- **Texto del ejercicio**
****************
Trágicamente, las muertes no se detendrán ahí. En este momento, muchas personas están demasiado asustadas para salir de sus casas para comprar medicinas que les salven la vida o para buscar atención médica urgente. En Kenia, después de dar a luz durante el toque de queda, una mujer embarazada murió hace poco junto con su bebé no nacido porque la comadrona tenía demasiado miedo de ir a su casa y los vecinos no estaban dispuestos a arriesgarse a llevarla al hospital. Estos temores no eran infundados: la misma semana en que murieron las mujeres embarazadas, un conductor de mototaxi keniano fue presuntamente golpeado hasta la muerte por la policía después de que rompiera el toque de queda para llevar a una mujer con dolores de parto al hospital.

Más allá de la horrible brutalidad infligida por las fuerzas del orden, aún peor es el efecto económico del encierro sobre millones de las personas más pobres del mundo, que de repente no pueden obtener ingresos y cubrir las necesidades básicas para sobrevivir.

Según el Banco Mundial, el África subsahariana tiene el mayor número de personas que viven en la pobreza extrema que cualquier otra región, y alrededor del 40% de la población gana menos de 1,90 dólares al día. Esto equivale a casi 400 millones de personas que viven en la pobreza extrema, de las cuales casi 240 millones sufren de desnutrición.

En Occidente, los cierres son factibles, aunque económicamente destructivos. Mucha gente puede trabajar desde su casa. Para la mayoría de los africanos, no existen tales lujos. Más del 70% de los africanos trabajan en el sector informal y se ganan la vida como comerciantes, agricultores o artesanos autónomos. El poco dinero que ganan suele gastarse ese mismo día, y el hecho de no poder trabajar hunde a millones de las personas más vulnerables del mundo en una mayor pobreza.

Para empeorar las cosas, varios organismos han advertido que, si los países africanos no mantienen sus esfuerzos para combatir otras enfermedades mortales debido a los cierres, muchas más vidas podrían correr peligro. La Organización Mundial de la Salud, por ejemplo, ha sostenido que, si los Estados no mantienen el suministro de mosquiteros tratados con insecticidas o no mantienen el suministro de medicamentos para combatir la malaria, aproximadamente 770.000 africanos podrían morir de malaria este año. Esa cifra sería más del doble de las muertes por malaria registradas en 2018.
****************
- **Material de estudio**
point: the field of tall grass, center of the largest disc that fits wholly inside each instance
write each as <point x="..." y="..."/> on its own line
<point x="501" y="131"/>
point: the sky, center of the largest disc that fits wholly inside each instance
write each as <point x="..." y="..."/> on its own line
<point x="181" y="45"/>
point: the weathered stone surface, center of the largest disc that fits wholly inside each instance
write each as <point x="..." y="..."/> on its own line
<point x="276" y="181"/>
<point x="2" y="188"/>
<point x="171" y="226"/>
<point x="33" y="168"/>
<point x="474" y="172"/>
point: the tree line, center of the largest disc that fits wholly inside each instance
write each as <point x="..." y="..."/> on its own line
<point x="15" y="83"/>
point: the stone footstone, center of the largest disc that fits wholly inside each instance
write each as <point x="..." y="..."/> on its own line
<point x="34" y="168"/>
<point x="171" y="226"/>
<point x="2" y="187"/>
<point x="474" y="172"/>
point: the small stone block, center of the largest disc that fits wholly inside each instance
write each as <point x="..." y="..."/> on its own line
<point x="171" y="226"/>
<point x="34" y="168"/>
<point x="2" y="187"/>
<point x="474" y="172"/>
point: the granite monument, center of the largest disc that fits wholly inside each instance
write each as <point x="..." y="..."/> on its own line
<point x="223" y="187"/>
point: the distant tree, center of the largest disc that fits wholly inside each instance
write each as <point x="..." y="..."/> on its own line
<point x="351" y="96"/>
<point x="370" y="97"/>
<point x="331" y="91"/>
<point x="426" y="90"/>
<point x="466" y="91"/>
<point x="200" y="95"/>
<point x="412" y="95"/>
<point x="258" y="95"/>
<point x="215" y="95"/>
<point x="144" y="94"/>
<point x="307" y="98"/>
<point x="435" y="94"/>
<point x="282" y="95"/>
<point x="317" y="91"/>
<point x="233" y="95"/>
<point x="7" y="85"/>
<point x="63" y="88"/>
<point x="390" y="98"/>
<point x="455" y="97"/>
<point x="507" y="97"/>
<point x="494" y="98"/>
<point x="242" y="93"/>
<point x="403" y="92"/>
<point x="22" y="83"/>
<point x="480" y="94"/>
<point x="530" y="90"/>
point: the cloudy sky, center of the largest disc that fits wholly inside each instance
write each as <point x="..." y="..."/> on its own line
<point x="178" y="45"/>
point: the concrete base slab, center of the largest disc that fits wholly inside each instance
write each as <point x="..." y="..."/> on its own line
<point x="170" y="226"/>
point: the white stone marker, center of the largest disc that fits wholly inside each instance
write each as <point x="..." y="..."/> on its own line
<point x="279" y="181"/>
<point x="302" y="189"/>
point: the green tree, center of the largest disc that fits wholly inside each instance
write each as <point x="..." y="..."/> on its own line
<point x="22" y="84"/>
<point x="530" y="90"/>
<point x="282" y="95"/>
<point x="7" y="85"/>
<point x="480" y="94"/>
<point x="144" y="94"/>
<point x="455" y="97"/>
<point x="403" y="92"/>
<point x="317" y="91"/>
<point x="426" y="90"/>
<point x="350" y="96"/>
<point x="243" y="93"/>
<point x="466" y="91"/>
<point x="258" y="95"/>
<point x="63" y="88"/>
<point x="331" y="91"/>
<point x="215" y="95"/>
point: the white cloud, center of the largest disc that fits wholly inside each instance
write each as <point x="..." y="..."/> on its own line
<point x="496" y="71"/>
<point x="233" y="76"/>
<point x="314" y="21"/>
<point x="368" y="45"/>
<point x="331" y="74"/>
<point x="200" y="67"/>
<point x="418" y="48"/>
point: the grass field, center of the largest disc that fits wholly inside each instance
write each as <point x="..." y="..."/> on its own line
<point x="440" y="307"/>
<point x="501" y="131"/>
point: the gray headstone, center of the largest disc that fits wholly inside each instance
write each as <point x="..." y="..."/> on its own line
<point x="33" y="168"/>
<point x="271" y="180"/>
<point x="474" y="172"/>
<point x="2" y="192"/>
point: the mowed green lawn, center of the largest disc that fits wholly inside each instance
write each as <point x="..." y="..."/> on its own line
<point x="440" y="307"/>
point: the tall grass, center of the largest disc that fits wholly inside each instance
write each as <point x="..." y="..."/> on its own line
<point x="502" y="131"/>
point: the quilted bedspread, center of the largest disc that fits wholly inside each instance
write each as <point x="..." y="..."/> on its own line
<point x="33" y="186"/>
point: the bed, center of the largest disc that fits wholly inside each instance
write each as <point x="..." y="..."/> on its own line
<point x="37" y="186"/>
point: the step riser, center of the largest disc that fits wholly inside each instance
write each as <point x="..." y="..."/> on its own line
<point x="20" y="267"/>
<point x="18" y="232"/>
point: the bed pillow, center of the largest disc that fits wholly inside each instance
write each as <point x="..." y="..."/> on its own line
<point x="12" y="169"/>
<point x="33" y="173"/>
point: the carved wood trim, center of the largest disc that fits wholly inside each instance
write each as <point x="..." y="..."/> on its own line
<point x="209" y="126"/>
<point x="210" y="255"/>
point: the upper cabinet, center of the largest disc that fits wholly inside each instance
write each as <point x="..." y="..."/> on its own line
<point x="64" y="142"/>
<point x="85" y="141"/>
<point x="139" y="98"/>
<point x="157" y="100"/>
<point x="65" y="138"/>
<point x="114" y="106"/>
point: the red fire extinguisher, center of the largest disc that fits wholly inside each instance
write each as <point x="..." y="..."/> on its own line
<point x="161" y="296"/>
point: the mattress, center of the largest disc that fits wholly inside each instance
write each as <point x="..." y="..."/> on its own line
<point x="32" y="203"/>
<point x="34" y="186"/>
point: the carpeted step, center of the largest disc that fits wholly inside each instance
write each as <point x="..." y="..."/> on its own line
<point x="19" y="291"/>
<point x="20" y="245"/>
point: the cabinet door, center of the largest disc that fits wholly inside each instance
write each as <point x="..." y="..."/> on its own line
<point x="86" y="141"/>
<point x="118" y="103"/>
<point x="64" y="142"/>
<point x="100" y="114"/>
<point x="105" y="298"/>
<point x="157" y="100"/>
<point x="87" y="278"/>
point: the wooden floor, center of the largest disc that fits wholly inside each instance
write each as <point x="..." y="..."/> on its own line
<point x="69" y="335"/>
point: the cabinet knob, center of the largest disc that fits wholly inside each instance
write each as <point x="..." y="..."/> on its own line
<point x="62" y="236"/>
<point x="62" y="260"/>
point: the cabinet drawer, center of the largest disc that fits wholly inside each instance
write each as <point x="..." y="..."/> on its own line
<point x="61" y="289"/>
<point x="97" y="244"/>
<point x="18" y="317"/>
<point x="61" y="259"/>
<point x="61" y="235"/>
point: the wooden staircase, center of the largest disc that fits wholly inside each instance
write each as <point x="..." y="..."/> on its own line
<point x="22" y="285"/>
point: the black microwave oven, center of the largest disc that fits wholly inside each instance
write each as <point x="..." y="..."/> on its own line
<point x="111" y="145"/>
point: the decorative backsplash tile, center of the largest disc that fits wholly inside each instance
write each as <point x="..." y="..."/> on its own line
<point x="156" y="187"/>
****************
- **Tarea A**
Responde con datos del texto sobre los cierres en África:
(i) Según el Banco Mundial, ¿qué porcentaje de la población del África subsahariana gana menos de 1,90 dólares al día?
(ii) ¿Qué porcentaje de los africanos trabaja en el sector informal?
(iii) Según la Organización Mundial de la Salud, ¿cuántos africanos podrían morir de malaria este año si no se mantienen los suministros?
- **Tarea B**
Escribe la continuación del texto sobre los cierres en África a partir de su última oración.
Los ítems no hacen falta para resolver nada.

- **Respuesta A**
(i) Alrededor del 40%.
(ii) Más del 70%.
(iii) Aproximadamente 770.000.

- **Respuesta B**
Mientras que algunos Estados africanos, como Sudáfrica y Ghana, están empezando a levantar lentamente sus normas de bloqueo, estas medidas liberalizadas son la excepción. Una serie de países, entre ellos Zimbabue —a pesar de encontrarse en medio de una crisis alimentaria—, la República del Congo, Uganda y Botsuana, han ampliado sus cierres. Sólo Malawi ha rechazado el bloqueo; su tribunal superior bloqueó la legislación apenas unas horas antes de que estuviera prevista su promulgación, por temores legítimos de que la restricción de la circulación pudiera devastar a las personas más pobres.

De cara al futuro, los gobiernos africanos deben recordar que cualquier lógica que se esconda tras la aplicación de los cierres en Occidente definitivamente no se aplica en África. Las diferentes condiciones, como una relación peor entre los ciudadanos y las fuerzas del orden, los millones de personas que viven en la pobreza extrema y la importante amenaza de las enfermedades mortales existentes, hacen que se planteen serias dudas sobre la sabiduría de los gobiernos africanos al limitarse a copiar los métodos de bloqueo utilizados en Occidente.

Los Estados africanos se encuentran claramente en una posición precaria. La prevalencia de COVID-19 en el continente sigue siendo bastante baja, con sólo 33.000 casos y casi 1.200 muertes para el 6 de mayo. Es probable que el pico todavía esté a varias semanas de distancia, y decenas de miles de personas podrían morir a causa del COVID-19. A pesar de esta horrible perspectiva, los gobiernos africanos deben pensar detenidamente en las consecuencias imprevistas de la ampliación de cualquier cierre. Hay demasiado en juego para hacer otra cosa.